**What is being asked**
Revise the records below so that every "Locate" becomes "Find", keeping everything else unchanged.

Data drawn from a collection:
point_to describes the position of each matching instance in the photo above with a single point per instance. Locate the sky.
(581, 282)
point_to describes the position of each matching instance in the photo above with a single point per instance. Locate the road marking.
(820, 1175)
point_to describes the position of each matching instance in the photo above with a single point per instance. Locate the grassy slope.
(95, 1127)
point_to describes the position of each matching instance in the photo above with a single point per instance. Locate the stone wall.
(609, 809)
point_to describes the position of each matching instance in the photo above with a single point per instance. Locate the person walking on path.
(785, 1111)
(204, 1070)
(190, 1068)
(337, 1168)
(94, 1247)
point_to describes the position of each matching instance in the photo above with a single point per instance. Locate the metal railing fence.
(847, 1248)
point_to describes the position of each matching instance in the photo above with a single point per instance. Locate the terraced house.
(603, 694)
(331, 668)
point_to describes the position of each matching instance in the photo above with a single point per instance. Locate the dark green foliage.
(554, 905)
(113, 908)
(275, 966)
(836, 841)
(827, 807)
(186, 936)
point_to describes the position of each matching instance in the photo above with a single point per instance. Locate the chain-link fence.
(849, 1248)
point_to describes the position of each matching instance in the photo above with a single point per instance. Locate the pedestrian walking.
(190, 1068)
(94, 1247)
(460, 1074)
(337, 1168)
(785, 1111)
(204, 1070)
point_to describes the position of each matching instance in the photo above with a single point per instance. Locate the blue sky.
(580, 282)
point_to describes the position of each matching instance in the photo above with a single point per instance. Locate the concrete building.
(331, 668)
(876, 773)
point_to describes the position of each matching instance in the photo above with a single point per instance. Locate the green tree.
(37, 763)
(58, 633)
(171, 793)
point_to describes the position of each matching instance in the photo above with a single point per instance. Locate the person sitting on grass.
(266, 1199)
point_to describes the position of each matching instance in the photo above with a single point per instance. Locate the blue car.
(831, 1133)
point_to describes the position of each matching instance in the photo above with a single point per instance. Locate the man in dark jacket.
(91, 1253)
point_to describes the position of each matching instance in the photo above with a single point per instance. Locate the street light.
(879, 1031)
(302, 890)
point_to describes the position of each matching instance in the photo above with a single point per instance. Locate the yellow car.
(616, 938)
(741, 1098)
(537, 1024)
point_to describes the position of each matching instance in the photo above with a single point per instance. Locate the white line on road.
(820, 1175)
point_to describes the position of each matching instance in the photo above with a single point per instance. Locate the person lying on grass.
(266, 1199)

**Response to the exercise**
point_to describes the position of each matching instance in the photo above with a single point per instance. Find the sky.
(581, 282)
point_to describes the position of each matching instance in the photo above with a single point per instance. Find the road marking.
(820, 1175)
point_to describes the position of each matching instance in the photo above with a single point per instance. Find the grassy slope.
(95, 1127)
point_to describes the position of each matching instance in the photo above with a single point per instance. Find the stone wall.
(609, 809)
point_to describes the position of each matching instance in the photo above with a single point per instance. Find the person walking on path.
(785, 1111)
(204, 1070)
(190, 1068)
(337, 1168)
(94, 1247)
point_to describes the position of each matching instance in the photo above with a single point per instance. Find the metal railing fence.
(847, 1248)
point_to describes the position of each matching instance in the photo above with a single point per instance. Find the terraced house.
(603, 694)
(331, 668)
point_to describes the position of each matching instance in the photo above with a single point per instance. Find the dark green foliage.
(554, 905)
(113, 908)
(275, 966)
(836, 841)
(827, 807)
(186, 936)
point_to describes the position of each matching instance in the photo above with a single point per instance. Find the chain-link fence.
(849, 1248)
point_to describes the position of each matching instance in the photo above with a single point per instance. Find the pedestrian walking.
(190, 1068)
(94, 1247)
(460, 1074)
(337, 1168)
(785, 1111)
(204, 1070)
point_to describes the position of each matching instance in the photo above with a single point per instance. Find the blue sky.
(580, 282)
point_to describes the position of each matching instance in the photo above with a single point per instance. Find the concrete building.
(331, 668)
(876, 773)
point_to describes the position of each matching instance in the photo above with a single point per instance. Find the green tree.
(37, 763)
(58, 633)
(171, 793)
point_to describes the position of each matching instance in the photo above with a single point per instance. Find the person sitting on grass.
(266, 1199)
point_to describes the position of each matching instance in the photo above with a single point per instance. Find the blue car.
(831, 1133)
point_to describes the position of each matching instance in the photo above with a single point per instance. Find the man in dark jacket.
(91, 1253)
point_to describes the position of each matching instance in the photo above with a single point per instance. Find the street light.
(879, 1031)
(302, 890)
point_to describes the position of each matching instance in the photo above with a single point per instance. Find the yellow car.
(616, 938)
(741, 1098)
(537, 1024)
point_to describes the position of each matching instance in the photo above with a single point per instance. Find the white line on road.
(820, 1175)
point_to describes the position of each matching instance in the photo above with a single point per instance. Find the person lying on grass.
(266, 1199)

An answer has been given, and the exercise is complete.